Problem description:
Format the lines below as a JSON list of strings, one string per line, omitting blank lines and leaving out the pictures.

**** Raw records ****

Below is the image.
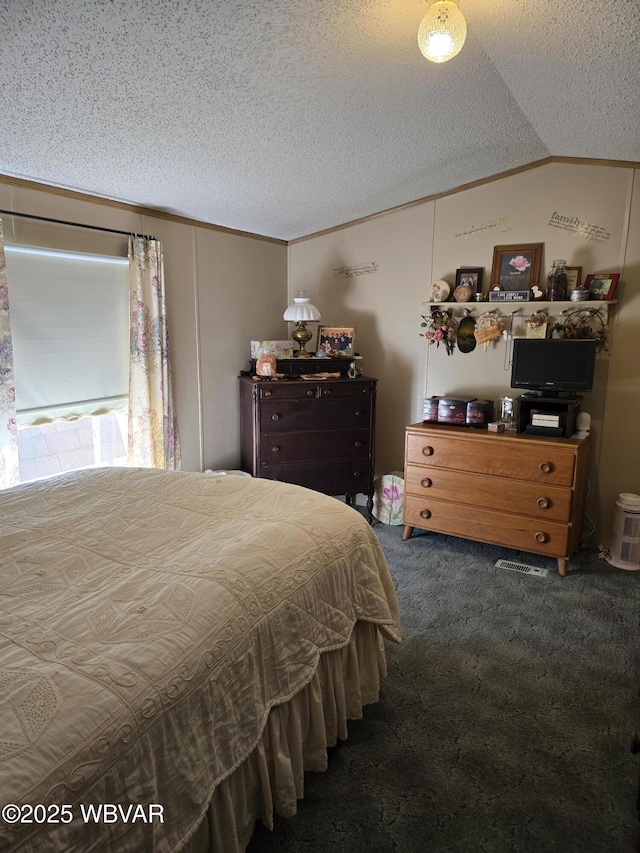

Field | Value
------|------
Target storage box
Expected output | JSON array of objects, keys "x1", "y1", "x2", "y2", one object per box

[
  {"x1": 438, "y1": 397, "x2": 476, "y2": 426},
  {"x1": 466, "y1": 400, "x2": 493, "y2": 429},
  {"x1": 422, "y1": 396, "x2": 442, "y2": 424},
  {"x1": 251, "y1": 341, "x2": 293, "y2": 358}
]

****

Problem solution:
[
  "Below is the image.",
  "Field | Value",
  "------|------",
  "Target storage box",
  "Expected output | JSON array of objects, keys \"x1\", \"y1\", \"x2\", \"y2\", one object per box",
  "[",
  "  {\"x1\": 438, \"y1\": 397, \"x2\": 476, \"y2\": 426},",
  "  {\"x1\": 466, \"y1\": 400, \"x2\": 493, \"y2\": 429},",
  "  {\"x1\": 422, \"y1\": 396, \"x2\": 442, \"y2\": 424},",
  "  {\"x1\": 251, \"y1\": 341, \"x2\": 293, \"y2\": 358}",
  "]"
]